* _Task requirements_:
Provide only the number of lines below that contain the word "outline".

* _Material for the task_:
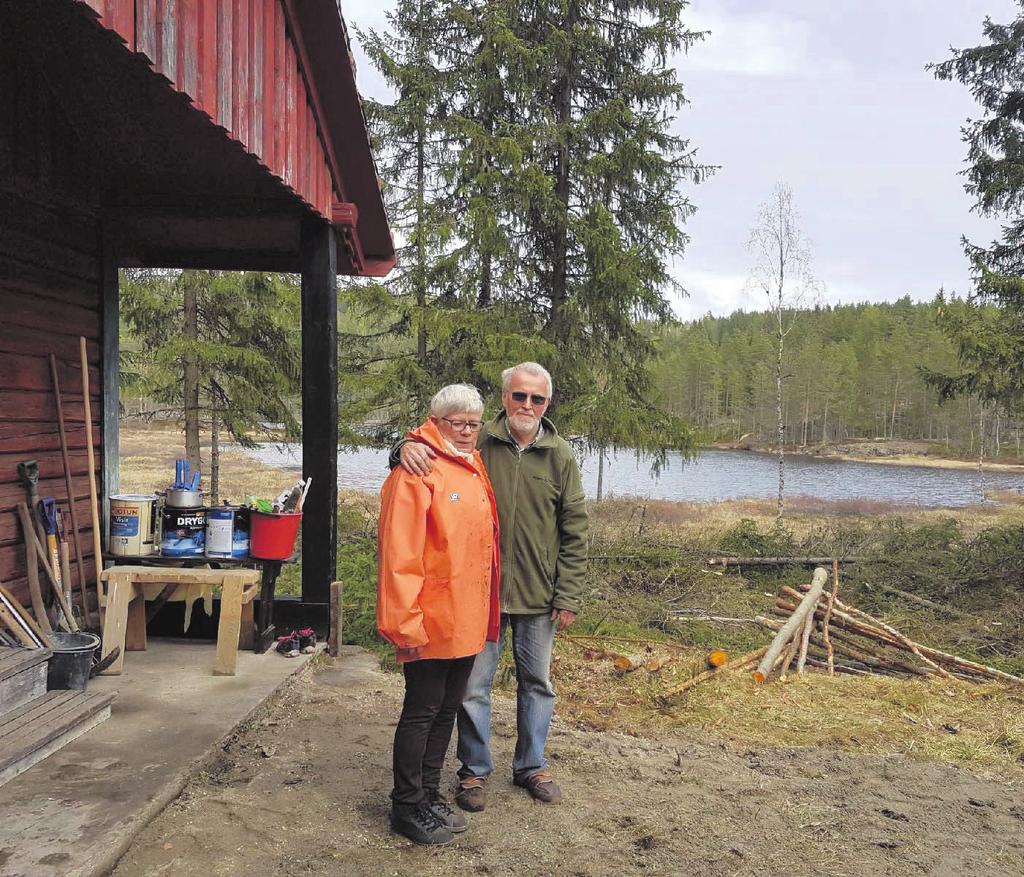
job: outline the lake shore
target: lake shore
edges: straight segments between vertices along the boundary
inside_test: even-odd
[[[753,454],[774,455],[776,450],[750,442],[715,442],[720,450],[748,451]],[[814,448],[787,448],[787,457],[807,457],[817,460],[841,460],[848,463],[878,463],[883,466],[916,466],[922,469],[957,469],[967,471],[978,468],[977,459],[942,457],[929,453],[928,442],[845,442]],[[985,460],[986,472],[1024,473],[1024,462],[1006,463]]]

* * *

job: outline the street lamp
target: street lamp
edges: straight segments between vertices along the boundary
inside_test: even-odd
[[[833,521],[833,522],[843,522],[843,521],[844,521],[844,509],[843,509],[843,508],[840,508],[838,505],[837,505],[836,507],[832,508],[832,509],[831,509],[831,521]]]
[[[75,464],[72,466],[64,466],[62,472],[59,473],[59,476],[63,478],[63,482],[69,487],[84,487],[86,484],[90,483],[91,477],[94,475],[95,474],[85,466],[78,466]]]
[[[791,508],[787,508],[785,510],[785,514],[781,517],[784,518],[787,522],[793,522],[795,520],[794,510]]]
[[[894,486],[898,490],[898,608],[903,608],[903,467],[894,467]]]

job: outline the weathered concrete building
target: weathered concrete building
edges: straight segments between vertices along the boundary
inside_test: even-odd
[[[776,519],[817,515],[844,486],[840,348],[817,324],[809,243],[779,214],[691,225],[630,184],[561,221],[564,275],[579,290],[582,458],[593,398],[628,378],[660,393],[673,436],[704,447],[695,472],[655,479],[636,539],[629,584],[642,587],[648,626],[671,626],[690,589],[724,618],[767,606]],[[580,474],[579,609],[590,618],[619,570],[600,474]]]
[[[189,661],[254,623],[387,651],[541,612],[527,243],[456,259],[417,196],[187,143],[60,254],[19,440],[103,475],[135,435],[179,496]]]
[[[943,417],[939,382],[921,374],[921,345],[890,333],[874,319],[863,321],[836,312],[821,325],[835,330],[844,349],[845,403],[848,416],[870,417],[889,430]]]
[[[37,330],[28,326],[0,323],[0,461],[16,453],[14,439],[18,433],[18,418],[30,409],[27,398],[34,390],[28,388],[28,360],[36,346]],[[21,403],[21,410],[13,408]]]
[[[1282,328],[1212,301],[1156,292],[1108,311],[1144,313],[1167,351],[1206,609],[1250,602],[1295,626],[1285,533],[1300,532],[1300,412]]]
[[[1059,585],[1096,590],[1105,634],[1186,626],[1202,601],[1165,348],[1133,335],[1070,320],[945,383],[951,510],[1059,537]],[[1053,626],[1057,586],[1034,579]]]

* _Result below_:
3